Ugandans have been warned to expect the ongoing fuel shortage to last at least ten more days, even after the government scrapped a $30 Covid-19 testing charge for truck drivers entering through the country’s land borders.
While everyone coming or going through Uganda’s main international airport-Entebbe, has always been required to pay for Covid-19 tests, the government had suspended this requirement for those going or coming in via land borders.
However, the Ministry of Health announced just before Christmas that those coming through the land borders would get tested, and this required payment, as surveillance had found too many omicron cases imported into Uganda by people using the road to travel from neighboring countries.
According to the Minister of Energy, Ruth Nankabirwa, the fuel shortage started building around January 1, when the directive by the Ministry of Health came into effect, as truck drivers at the Uganda-Kenya border parked their vehicles, arguing they were spending too much on multiple Covid-19 tests.

● **Extracted information**:
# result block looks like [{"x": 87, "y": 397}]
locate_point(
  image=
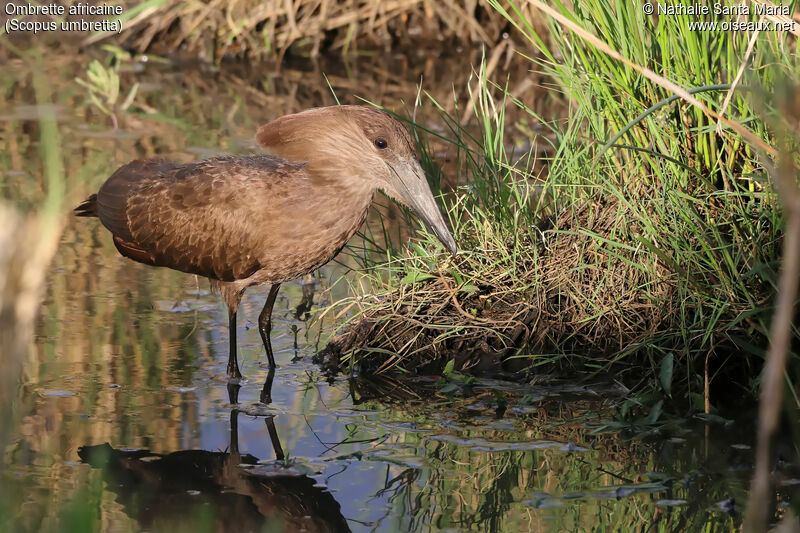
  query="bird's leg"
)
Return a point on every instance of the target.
[
  {"x": 266, "y": 391},
  {"x": 273, "y": 436},
  {"x": 233, "y": 364},
  {"x": 265, "y": 322}
]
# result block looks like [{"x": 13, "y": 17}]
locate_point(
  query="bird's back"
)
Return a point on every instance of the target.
[{"x": 226, "y": 218}]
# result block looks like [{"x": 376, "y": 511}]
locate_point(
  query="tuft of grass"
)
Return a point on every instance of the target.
[{"x": 663, "y": 244}]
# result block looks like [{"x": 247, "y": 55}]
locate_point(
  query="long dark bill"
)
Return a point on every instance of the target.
[{"x": 415, "y": 193}]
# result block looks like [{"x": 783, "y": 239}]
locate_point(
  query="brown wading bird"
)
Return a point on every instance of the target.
[{"x": 265, "y": 219}]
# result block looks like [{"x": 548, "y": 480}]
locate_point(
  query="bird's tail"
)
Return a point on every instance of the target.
[{"x": 88, "y": 207}]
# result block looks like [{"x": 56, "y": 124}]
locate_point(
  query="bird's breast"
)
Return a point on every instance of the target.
[{"x": 311, "y": 235}]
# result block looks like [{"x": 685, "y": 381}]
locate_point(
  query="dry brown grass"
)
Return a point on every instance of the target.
[
  {"x": 539, "y": 306},
  {"x": 256, "y": 29}
]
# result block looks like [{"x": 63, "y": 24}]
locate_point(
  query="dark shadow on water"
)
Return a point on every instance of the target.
[{"x": 219, "y": 491}]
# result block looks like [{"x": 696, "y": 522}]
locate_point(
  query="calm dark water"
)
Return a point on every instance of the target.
[{"x": 124, "y": 422}]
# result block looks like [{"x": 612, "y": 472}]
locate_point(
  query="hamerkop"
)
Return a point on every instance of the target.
[{"x": 265, "y": 219}]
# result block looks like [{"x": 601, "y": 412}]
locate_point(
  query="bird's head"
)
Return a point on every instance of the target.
[{"x": 358, "y": 143}]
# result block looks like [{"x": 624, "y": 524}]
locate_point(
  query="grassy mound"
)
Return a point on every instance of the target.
[{"x": 653, "y": 236}]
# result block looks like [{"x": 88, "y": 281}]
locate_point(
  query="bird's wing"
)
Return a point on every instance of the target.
[{"x": 204, "y": 218}]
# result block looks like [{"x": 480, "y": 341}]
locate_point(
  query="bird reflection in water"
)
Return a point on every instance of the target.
[{"x": 164, "y": 491}]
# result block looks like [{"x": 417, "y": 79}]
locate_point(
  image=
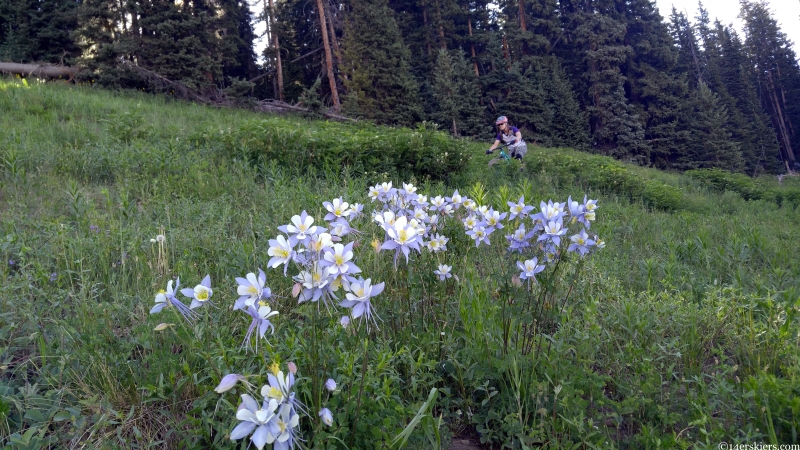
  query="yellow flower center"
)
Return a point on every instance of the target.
[{"x": 275, "y": 393}]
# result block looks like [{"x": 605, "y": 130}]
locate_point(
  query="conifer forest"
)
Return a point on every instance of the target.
[
  {"x": 311, "y": 246},
  {"x": 620, "y": 78}
]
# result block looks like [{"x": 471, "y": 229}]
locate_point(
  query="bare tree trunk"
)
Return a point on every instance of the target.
[
  {"x": 524, "y": 26},
  {"x": 440, "y": 27},
  {"x": 425, "y": 24},
  {"x": 472, "y": 48},
  {"x": 335, "y": 42},
  {"x": 328, "y": 58},
  {"x": 276, "y": 45},
  {"x": 787, "y": 144}
]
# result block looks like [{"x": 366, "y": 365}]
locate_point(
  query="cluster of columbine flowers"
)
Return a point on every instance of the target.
[
  {"x": 411, "y": 221},
  {"x": 324, "y": 263}
]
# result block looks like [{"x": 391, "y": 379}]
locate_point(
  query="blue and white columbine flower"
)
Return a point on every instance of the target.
[
  {"x": 251, "y": 290},
  {"x": 262, "y": 420},
  {"x": 281, "y": 251},
  {"x": 443, "y": 272},
  {"x": 361, "y": 291},
  {"x": 200, "y": 294},
  {"x": 167, "y": 297},
  {"x": 529, "y": 269},
  {"x": 581, "y": 243}
]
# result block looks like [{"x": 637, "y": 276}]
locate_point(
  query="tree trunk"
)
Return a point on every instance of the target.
[
  {"x": 276, "y": 45},
  {"x": 472, "y": 48},
  {"x": 524, "y": 26},
  {"x": 38, "y": 70},
  {"x": 787, "y": 144},
  {"x": 335, "y": 42},
  {"x": 328, "y": 58}
]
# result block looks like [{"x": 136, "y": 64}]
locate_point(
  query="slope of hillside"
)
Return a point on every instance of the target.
[{"x": 682, "y": 330}]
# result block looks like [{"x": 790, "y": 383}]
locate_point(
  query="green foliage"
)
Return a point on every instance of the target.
[
  {"x": 680, "y": 333},
  {"x": 377, "y": 152}
]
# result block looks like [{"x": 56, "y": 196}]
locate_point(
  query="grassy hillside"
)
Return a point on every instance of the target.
[{"x": 681, "y": 332}]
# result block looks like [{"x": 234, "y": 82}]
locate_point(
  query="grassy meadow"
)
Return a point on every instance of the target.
[{"x": 683, "y": 332}]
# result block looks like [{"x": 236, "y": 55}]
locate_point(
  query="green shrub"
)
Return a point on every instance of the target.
[
  {"x": 663, "y": 196},
  {"x": 423, "y": 153}
]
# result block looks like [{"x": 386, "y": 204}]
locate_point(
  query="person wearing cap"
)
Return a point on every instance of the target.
[{"x": 511, "y": 137}]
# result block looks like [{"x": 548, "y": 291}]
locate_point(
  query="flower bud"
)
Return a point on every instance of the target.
[
  {"x": 327, "y": 416},
  {"x": 330, "y": 385}
]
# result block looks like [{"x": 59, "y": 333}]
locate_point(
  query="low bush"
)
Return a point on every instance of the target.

● **Prompt**: Retype the full passage above about Uganda's fuel shortage and the Covid-19 testing charge for truck drivers, word for word.

● **Task output**:
Ugandans have been warned to expect the ongoing fuel shortage to last at least ten more days, even after the government scrapped a $30 Covid-19 testing charge for truck drivers entering through the country’s land borders.
While everyone coming or going through Uganda’s main international airport-Entebbe, has always been required to pay for Covid-19 tests, the government had suspended this requirement for those going or coming in via land borders.
However, the Ministry of Health announced just before Christmas that those coming through the land borders would get tested, and this required payment, as surveillance had found too many omicron cases imported into Uganda by people using the road to travel from neighboring countries.
According to the Minister of Energy, Ruth Nankabirwa, the fuel shortage started building around January 1, when the directive by the Ministry of Health came into effect, as truck drivers at the Uganda-Kenya border parked their vehicles, arguing they were spending too much on multiple Covid-19 tests.